# Eingabematerial:
· · · · · · ·
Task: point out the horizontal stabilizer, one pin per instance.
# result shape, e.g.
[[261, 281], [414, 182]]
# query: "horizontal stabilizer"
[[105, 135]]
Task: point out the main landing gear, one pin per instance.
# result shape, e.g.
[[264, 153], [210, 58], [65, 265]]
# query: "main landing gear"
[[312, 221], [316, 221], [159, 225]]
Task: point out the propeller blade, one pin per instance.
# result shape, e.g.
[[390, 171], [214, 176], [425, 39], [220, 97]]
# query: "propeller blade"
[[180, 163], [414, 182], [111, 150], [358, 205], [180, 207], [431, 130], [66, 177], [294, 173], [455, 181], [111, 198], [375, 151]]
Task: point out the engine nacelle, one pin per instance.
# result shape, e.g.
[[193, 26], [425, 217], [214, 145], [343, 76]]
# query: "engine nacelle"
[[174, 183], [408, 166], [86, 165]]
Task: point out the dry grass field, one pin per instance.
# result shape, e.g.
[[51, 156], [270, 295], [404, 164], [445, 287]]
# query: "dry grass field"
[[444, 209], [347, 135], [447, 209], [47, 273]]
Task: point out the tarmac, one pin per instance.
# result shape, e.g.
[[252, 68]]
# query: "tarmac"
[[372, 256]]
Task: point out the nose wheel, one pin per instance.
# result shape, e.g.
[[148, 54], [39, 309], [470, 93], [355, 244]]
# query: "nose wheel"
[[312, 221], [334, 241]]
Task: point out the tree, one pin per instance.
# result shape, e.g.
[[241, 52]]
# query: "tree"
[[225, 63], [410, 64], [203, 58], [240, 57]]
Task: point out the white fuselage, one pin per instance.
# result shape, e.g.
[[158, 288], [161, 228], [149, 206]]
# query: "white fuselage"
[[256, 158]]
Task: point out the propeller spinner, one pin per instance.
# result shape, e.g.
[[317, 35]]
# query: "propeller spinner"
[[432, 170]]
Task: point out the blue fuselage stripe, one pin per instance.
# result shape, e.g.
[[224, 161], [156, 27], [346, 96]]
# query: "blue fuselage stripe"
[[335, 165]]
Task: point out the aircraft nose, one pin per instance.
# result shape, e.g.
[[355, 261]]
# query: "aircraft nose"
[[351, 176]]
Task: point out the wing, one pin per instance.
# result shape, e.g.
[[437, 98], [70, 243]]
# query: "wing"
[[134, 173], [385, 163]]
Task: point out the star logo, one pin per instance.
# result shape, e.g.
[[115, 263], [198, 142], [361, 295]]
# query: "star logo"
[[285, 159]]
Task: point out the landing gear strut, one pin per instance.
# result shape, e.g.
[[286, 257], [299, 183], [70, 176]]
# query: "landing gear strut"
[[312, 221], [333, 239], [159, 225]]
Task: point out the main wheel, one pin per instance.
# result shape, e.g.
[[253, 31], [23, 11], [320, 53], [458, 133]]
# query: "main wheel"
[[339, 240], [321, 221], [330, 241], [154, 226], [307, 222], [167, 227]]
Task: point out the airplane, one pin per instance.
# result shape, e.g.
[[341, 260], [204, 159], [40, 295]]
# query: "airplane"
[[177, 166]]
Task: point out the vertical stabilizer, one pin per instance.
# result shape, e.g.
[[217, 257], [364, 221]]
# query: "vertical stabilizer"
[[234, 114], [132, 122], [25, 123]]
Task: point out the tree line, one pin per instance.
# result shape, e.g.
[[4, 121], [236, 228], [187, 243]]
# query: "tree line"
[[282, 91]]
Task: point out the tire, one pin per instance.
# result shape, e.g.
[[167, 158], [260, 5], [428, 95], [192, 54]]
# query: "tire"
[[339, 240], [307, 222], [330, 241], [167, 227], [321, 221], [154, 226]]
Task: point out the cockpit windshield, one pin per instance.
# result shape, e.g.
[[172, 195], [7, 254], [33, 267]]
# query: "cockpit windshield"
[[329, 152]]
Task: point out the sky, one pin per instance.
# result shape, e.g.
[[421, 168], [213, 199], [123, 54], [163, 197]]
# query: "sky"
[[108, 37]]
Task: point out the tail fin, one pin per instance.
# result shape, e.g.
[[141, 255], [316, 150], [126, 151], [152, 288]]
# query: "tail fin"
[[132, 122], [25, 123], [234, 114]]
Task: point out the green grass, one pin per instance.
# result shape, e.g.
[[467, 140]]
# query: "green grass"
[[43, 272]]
· · · · · · ·
# Zu erledigen:
Gib bitte das gesamte Material oben Zeile für Zeile unverändert wieder.

# Richtige Antwort:
Task: point out the horizontal stabilizer, one pin per instance.
# result shape, e.g.
[[261, 281], [414, 182]]
# query: "horizontal stabilizer"
[[105, 135]]
Task: point out the main landing gear, one pin per instance.
# result shape, e.g.
[[264, 153], [210, 58], [65, 265]]
# query: "main landing gear"
[[312, 221], [316, 221], [159, 225]]
Task: point out the propeller blade, one pin per instance.
# result shape, e.g.
[[390, 171], [214, 176], [425, 39], [220, 97]]
# query: "propeller blade"
[[180, 163], [414, 182], [111, 150], [358, 205], [180, 207], [431, 130], [66, 177], [294, 173], [455, 181], [111, 198], [375, 151]]
Task: point out the engine nacelle, one pin per instance.
# result shape, e.g.
[[193, 26], [425, 217], [214, 145], [343, 76]]
# query: "engine nacelle"
[[174, 183], [408, 166], [86, 165]]
Task: point out the dry grass field, one pin per instance.
# result shape, e.g.
[[51, 156], [270, 295], [404, 164], [445, 287]]
# query: "dry grass field"
[[444, 209], [347, 135], [447, 209], [47, 273]]
Task: point out the tarmac, one pin per instance.
# result shape, e.g.
[[252, 68]]
# query: "tarmac"
[[372, 256]]
Task: point out the nose wheel, one pin per instance.
# result shape, e.g.
[[148, 54], [39, 309], [470, 93], [355, 244]]
# query: "nose wheel"
[[312, 221], [334, 241]]
Task: point out the tree, one pin per instance.
# result shape, e.g.
[[241, 52]]
# query: "tree"
[[225, 63], [410, 64], [203, 58], [240, 57]]
Task: point out the white fuselage, one pin per instance.
# result shape, e.g.
[[158, 288], [161, 228], [149, 206]]
# query: "white fuselage"
[[256, 158]]
Task: point out the propeller spinner, one pin per instance.
# result shape, e.g.
[[317, 35]]
# query: "propeller spinner"
[[432, 170]]
Task: point out the blue fuselage stripe, one pin per instance.
# result shape, e.g.
[[224, 161], [156, 27], [346, 96]]
# query: "blue fuselage stripe"
[[335, 165]]
Task: point out the aircraft nose, one pin per instance.
# result shape, e.g.
[[355, 261]]
# query: "aircraft nose"
[[351, 176]]
Task: point out the wing, one pin per instance.
# result shape, e.g.
[[437, 98], [70, 243]]
# query: "wing"
[[134, 173], [385, 163]]
Task: point out the star logo, one pin per instance.
# result shape, e.g.
[[115, 263], [198, 142], [361, 295]]
# query: "star logo"
[[285, 159]]
Task: point out the landing gear strut, one pin per instance.
# result shape, e.g.
[[286, 257], [299, 183], [70, 176]]
# query: "landing gear strut"
[[312, 221], [333, 239], [159, 225]]
Task: point out the main wheel, one pin per instance.
# result shape, e.g.
[[253, 31], [23, 11], [320, 53], [458, 133]]
# query: "main wheel"
[[339, 240], [321, 221], [330, 241], [154, 226], [307, 222], [167, 227]]
Task: point out the airplane, one pin per instance.
# result shape, e.g.
[[341, 260], [204, 159], [40, 295]]
# query: "airplane"
[[177, 166]]
Task: point out the vertical stabilizer, one pin per instance.
# result shape, e.g.
[[217, 257], [364, 221]]
# query: "vertical stabilizer"
[[234, 114], [132, 122], [25, 123]]
Task: point out the tree line, one pin per instance.
# result shape, e.g.
[[4, 121], [236, 228], [187, 243]]
# query: "tree line"
[[282, 91]]
Task: point out the tire, one pin per instance.
# result shape, e.g.
[[167, 158], [260, 5], [428, 95], [192, 54]]
# query: "tire"
[[339, 240], [307, 222], [330, 241], [167, 227], [321, 221], [154, 226]]
Task: point out the cockpit windshield, one pin per instance.
# result shape, e.g.
[[172, 195], [7, 254], [33, 267]]
# query: "cockpit windshield"
[[329, 152]]
Task: point out the sky, one pin per instance.
# result shape, e.g.
[[421, 168], [213, 199], [123, 54], [163, 197]]
# query: "sky"
[[108, 37]]
Task: point out the tail fin, one pin per instance.
# result shape, e.g.
[[141, 255], [316, 150], [126, 151], [152, 288]]
# query: "tail fin"
[[132, 122], [25, 123], [234, 114]]
Task: point out the green grass, one pin per instance.
# result shape, e.g.
[[467, 140]]
# query: "green grass"
[[43, 272]]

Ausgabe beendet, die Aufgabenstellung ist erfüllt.